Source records
*** Begin section ***

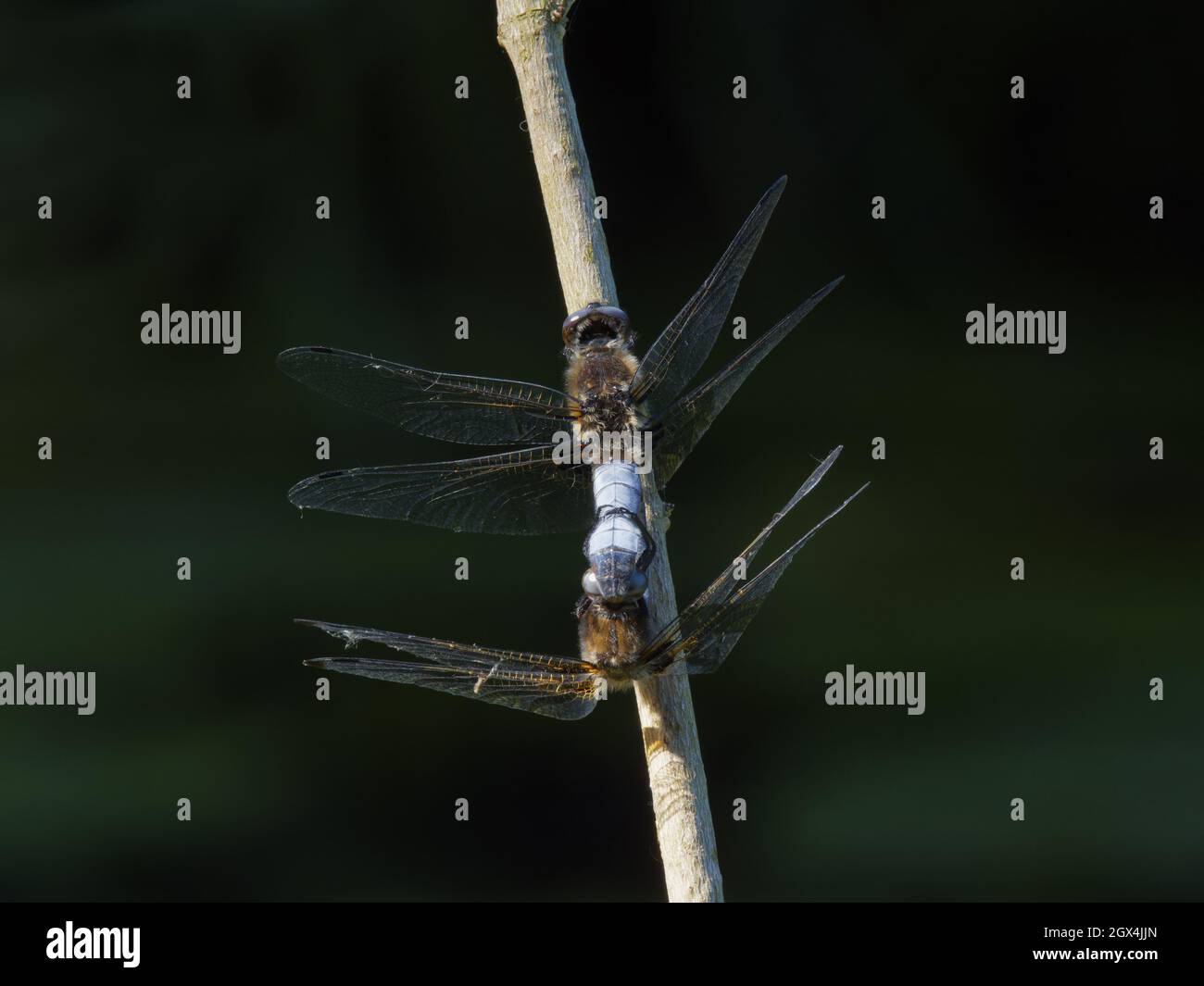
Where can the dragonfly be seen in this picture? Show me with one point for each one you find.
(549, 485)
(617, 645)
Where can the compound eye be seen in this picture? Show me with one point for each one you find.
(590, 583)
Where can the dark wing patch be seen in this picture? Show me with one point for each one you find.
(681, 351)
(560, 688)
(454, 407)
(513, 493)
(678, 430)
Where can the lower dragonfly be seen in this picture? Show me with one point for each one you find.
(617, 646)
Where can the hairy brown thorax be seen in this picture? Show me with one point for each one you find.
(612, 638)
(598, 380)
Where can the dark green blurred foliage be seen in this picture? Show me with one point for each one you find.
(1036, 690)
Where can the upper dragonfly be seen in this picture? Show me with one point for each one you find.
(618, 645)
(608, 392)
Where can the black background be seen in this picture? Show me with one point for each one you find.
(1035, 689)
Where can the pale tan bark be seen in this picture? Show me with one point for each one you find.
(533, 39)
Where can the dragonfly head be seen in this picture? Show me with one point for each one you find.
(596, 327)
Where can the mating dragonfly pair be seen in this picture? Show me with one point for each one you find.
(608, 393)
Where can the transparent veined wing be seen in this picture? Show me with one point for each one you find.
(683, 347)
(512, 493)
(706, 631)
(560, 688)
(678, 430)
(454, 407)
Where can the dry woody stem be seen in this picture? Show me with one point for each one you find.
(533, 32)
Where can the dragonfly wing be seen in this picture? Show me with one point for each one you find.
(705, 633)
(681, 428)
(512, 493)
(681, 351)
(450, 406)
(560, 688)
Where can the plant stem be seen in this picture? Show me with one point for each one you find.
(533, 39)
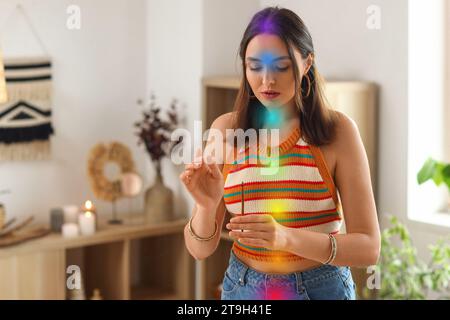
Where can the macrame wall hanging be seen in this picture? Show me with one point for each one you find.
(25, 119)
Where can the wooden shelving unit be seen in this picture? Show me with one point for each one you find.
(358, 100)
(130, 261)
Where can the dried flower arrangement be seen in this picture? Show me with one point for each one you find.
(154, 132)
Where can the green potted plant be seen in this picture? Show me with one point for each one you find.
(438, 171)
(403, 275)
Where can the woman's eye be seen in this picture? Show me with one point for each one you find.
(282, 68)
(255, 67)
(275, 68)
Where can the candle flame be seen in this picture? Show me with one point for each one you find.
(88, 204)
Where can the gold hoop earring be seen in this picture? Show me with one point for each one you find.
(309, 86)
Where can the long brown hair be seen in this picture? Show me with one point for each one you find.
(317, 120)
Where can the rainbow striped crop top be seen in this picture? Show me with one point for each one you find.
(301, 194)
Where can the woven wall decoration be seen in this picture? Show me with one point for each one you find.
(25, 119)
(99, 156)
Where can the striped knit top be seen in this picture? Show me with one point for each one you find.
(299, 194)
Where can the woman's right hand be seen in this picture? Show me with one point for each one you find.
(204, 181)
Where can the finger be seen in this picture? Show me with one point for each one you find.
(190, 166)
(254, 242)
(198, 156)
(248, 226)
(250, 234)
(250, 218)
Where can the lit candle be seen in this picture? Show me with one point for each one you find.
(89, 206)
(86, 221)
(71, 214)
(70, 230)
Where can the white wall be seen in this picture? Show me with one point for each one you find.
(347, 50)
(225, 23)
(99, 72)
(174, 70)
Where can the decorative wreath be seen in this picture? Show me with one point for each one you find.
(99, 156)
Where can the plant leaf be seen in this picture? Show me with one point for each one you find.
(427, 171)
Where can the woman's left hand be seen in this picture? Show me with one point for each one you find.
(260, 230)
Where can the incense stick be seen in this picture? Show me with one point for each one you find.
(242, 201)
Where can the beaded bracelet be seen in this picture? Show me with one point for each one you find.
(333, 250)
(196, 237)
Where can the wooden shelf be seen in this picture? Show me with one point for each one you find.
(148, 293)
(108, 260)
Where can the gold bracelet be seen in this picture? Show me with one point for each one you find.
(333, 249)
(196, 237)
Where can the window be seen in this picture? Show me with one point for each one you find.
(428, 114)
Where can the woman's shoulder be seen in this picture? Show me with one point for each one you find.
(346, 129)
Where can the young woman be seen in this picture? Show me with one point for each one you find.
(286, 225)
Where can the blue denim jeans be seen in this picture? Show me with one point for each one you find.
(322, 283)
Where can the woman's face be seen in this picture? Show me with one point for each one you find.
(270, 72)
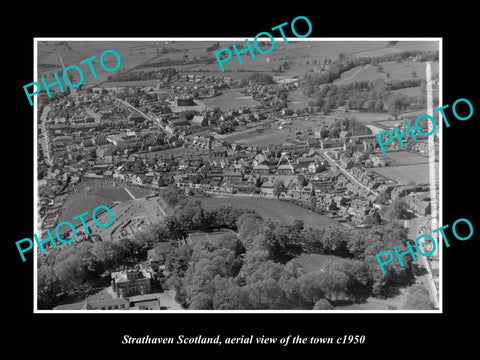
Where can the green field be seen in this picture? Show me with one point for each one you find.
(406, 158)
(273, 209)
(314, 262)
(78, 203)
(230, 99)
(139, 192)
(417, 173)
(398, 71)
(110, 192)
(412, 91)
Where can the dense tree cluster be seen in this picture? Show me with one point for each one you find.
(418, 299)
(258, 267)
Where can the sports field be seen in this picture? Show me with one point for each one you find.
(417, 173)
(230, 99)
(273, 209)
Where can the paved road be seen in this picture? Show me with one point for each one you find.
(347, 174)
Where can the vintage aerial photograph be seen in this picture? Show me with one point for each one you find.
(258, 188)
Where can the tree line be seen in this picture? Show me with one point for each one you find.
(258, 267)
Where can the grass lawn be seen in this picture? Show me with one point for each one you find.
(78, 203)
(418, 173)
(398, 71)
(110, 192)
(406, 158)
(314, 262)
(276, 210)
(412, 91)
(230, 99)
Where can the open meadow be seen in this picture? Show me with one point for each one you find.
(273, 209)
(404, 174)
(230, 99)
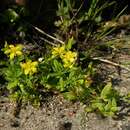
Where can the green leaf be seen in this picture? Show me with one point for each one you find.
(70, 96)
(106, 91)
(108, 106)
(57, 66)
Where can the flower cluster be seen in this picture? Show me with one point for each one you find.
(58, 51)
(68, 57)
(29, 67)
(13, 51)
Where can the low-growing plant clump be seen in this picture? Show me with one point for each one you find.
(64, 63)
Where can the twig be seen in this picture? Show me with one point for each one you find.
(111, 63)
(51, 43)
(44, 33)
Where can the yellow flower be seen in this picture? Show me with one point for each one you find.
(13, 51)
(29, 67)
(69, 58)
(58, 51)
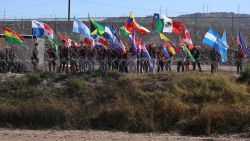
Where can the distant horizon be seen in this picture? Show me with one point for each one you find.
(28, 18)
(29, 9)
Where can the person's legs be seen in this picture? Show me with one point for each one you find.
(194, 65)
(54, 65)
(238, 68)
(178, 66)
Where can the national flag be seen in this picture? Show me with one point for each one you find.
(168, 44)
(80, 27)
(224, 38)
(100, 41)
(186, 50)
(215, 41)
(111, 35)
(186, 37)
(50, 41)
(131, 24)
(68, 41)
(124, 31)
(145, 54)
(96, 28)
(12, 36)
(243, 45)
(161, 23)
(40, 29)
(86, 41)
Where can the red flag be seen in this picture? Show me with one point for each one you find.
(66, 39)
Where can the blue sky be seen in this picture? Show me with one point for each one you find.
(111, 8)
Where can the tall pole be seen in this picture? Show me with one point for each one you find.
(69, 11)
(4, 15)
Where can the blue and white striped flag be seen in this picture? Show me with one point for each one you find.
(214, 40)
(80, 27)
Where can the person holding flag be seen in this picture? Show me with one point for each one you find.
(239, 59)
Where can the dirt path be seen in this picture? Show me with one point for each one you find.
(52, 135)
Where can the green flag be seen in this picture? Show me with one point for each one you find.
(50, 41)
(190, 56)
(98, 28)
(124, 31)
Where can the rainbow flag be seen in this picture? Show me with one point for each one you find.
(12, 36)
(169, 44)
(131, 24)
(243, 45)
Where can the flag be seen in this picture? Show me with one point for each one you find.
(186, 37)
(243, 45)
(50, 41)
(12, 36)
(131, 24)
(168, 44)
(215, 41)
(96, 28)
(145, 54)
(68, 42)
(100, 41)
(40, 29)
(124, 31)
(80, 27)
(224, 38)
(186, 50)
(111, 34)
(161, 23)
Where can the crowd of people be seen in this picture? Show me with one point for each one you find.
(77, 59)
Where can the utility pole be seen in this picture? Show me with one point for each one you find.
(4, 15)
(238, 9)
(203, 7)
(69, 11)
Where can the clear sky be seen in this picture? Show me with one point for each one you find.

*** End section ***

# GOAL OF THE EXERCISE
Write out, exactly as they appear, the lines from the one containing "Where can the blue and" through the last line of the records above, both included, and nothing more.

# WRITTEN RESPONSE
Where can the blue and white striped flag be seen in this picture? Show me with one point for each one you find.
(214, 40)
(80, 27)
Where can the person holding flag be seen in this picture? Show me with one point for each one you find.
(239, 59)
Where can the dirt path be seen in this picture? Show me with one point for each one you find.
(52, 135)
Where can the green flag be seen in this picture? Show me with one point for each one you find.
(50, 41)
(190, 56)
(98, 28)
(124, 31)
Where can the rainbow flag be seen in this picture? Show me with one point for each one you find.
(12, 36)
(169, 44)
(131, 24)
(243, 45)
Where can the flag be seen in this picture? Show me with one point for each one you find.
(186, 37)
(243, 45)
(50, 41)
(12, 36)
(131, 24)
(168, 44)
(215, 41)
(96, 28)
(145, 54)
(68, 42)
(100, 41)
(40, 29)
(124, 31)
(80, 27)
(224, 38)
(186, 50)
(111, 34)
(161, 23)
Where can the crowd of people be seen in this picture? Show me with one point for each one you find.
(77, 59)
Where can the utility pole be seen in this picture? Show me with one point for each one you find.
(4, 15)
(238, 9)
(203, 7)
(69, 11)
Where can the clear sky be seen in this picture? Show me with one point for each one you find.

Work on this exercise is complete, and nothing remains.